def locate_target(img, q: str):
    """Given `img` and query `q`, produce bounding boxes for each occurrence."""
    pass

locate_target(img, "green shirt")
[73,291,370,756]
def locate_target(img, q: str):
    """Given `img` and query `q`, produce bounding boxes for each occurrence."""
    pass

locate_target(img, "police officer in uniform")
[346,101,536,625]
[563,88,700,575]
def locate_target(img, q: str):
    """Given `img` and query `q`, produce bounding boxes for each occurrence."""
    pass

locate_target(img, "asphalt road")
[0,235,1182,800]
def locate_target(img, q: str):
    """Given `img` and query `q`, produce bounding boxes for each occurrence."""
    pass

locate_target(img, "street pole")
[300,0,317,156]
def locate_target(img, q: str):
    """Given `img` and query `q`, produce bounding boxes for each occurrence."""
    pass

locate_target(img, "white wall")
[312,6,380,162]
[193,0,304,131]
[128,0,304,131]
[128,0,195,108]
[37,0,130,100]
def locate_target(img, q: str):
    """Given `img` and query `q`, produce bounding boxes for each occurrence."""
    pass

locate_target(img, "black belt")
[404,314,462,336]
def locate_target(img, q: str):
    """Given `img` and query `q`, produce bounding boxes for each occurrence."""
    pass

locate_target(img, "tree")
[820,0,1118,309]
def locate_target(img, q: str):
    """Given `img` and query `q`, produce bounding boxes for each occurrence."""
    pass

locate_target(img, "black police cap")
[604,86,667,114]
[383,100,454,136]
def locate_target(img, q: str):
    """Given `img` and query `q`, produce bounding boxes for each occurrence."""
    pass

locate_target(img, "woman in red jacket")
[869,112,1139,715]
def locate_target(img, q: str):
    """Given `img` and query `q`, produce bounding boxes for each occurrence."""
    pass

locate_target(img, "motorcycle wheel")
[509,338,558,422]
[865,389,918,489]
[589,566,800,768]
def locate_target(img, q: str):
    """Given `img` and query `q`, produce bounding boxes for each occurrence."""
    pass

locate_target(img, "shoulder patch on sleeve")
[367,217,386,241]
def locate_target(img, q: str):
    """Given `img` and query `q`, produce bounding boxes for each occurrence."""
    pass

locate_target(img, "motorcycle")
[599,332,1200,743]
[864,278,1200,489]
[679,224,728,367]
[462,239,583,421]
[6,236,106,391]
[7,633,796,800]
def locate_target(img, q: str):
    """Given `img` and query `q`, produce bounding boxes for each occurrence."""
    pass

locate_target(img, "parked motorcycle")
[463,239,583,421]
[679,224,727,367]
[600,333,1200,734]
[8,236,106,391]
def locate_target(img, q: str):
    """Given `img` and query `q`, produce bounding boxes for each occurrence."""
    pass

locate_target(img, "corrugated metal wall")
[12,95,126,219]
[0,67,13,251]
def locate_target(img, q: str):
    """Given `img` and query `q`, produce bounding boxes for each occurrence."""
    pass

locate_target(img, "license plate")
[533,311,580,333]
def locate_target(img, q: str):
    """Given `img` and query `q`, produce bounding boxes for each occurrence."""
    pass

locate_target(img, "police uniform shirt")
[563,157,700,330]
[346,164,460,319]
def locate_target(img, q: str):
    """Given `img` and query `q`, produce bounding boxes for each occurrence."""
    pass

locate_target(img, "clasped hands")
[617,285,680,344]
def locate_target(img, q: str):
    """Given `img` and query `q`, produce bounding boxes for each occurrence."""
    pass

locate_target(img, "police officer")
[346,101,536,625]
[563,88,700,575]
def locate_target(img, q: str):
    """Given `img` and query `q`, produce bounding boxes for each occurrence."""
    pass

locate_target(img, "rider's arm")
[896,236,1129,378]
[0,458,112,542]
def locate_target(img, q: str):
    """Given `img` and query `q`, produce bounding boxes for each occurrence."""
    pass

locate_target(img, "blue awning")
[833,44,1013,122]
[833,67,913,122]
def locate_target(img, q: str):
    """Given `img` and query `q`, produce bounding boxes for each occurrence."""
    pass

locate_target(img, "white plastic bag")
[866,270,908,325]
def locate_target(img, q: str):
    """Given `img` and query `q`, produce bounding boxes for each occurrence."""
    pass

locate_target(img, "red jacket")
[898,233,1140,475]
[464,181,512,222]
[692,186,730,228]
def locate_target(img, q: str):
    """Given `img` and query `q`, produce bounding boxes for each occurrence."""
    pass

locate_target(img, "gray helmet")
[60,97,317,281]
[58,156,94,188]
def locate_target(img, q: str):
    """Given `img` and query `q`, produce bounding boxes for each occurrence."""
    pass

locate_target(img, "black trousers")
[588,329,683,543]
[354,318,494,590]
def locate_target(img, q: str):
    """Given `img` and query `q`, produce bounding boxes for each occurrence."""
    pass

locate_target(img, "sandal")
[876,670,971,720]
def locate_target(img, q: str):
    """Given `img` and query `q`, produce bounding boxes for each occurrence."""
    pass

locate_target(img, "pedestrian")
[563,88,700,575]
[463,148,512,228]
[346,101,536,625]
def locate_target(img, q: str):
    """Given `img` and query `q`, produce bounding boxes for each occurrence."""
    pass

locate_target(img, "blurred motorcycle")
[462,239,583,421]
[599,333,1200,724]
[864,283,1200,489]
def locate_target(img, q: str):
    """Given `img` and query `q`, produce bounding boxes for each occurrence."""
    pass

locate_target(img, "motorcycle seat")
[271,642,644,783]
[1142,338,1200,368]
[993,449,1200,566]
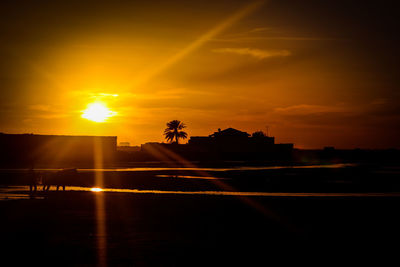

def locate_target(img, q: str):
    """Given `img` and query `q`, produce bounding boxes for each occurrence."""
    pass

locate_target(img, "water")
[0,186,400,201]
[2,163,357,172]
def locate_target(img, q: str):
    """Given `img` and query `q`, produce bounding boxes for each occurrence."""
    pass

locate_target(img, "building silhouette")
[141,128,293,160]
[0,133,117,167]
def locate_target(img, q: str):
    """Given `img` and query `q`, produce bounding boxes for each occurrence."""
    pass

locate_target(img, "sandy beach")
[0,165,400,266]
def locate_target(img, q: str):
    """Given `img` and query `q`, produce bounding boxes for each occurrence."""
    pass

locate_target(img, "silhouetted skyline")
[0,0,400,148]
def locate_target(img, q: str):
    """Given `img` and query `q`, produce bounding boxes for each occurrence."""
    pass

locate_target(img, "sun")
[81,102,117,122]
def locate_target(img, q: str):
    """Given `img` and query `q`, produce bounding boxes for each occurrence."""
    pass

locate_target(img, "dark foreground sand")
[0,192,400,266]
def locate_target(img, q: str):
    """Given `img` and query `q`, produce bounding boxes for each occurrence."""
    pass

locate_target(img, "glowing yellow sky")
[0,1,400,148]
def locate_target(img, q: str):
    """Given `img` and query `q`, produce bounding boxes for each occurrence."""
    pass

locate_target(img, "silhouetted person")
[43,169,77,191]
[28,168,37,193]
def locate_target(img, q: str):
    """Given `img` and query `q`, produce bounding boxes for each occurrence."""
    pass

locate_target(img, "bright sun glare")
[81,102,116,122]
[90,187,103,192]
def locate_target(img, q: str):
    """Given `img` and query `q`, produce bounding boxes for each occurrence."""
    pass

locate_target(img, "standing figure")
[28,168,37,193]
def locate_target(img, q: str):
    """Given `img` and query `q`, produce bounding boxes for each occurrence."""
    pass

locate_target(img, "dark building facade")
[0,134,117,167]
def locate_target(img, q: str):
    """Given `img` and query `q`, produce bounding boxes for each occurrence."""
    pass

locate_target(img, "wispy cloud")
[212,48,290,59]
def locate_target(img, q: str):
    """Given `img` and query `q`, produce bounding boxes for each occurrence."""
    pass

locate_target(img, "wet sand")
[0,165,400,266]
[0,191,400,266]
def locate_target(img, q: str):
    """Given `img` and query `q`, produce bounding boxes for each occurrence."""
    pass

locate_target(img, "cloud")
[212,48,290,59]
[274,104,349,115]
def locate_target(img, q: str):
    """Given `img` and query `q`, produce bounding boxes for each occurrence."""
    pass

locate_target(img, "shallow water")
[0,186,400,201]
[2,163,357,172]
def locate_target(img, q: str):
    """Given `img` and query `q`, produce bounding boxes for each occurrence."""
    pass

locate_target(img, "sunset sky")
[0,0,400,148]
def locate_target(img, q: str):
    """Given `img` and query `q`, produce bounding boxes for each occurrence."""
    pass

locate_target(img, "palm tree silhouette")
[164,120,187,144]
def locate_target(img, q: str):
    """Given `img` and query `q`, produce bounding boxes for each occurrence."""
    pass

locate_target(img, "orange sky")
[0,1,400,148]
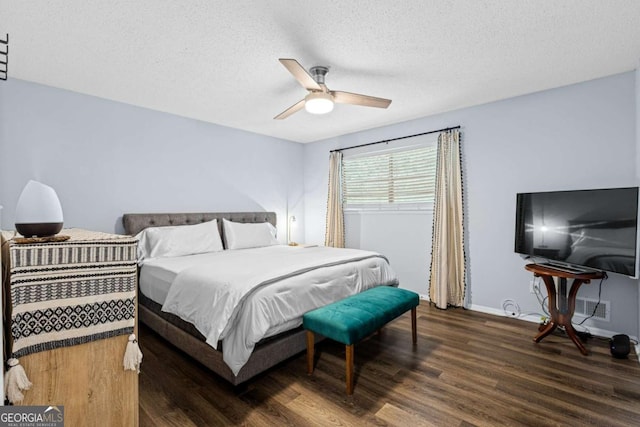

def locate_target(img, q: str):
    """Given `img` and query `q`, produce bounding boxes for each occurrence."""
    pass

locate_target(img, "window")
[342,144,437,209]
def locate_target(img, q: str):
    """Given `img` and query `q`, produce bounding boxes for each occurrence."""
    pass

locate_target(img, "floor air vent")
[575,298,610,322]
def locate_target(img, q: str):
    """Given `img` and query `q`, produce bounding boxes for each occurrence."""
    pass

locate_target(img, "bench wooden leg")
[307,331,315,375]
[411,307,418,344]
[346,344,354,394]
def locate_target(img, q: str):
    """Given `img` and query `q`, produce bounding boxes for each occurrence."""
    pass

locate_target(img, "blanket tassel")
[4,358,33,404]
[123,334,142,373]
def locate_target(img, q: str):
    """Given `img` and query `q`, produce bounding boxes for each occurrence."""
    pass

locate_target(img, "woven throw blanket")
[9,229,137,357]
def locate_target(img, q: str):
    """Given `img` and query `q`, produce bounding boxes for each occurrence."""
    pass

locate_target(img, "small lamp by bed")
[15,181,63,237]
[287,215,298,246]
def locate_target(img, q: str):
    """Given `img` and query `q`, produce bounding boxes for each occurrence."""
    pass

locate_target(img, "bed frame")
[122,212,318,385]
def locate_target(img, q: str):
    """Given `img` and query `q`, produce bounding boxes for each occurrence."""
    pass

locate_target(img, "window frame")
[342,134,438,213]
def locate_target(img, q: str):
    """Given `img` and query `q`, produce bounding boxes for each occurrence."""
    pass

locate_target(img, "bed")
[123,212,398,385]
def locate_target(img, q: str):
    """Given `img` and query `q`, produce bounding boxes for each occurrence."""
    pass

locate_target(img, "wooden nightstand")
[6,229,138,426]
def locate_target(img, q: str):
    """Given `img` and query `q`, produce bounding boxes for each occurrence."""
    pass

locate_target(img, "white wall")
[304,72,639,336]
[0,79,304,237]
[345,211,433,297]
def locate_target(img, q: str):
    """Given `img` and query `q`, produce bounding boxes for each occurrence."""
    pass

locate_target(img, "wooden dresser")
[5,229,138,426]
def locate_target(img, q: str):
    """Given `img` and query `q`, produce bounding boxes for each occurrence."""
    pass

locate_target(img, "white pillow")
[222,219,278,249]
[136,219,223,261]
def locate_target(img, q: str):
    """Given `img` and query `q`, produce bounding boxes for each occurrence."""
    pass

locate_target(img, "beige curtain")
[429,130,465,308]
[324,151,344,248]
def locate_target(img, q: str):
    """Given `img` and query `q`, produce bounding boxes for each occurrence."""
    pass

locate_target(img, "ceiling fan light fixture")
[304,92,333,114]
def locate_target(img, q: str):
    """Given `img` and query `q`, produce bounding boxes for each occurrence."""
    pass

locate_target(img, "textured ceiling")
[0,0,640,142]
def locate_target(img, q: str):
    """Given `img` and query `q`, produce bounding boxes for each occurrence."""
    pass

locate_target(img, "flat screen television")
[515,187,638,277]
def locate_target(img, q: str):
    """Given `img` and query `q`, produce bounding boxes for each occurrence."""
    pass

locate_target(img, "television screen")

+ + +

Tâche à réaliser -
Reproduisez à l'identique les lignes des enregistrements, depuis la toute première jusqu'à celle contenant "[73,291,370,756]", cette dernière comprise.

Réponse -
def locate_target(img, q: str):
    """Given `img` and query `q`, produce bounding boxes for each occurrence."""
    pass

locate_target(img, "green shirt")
[73,291,370,756]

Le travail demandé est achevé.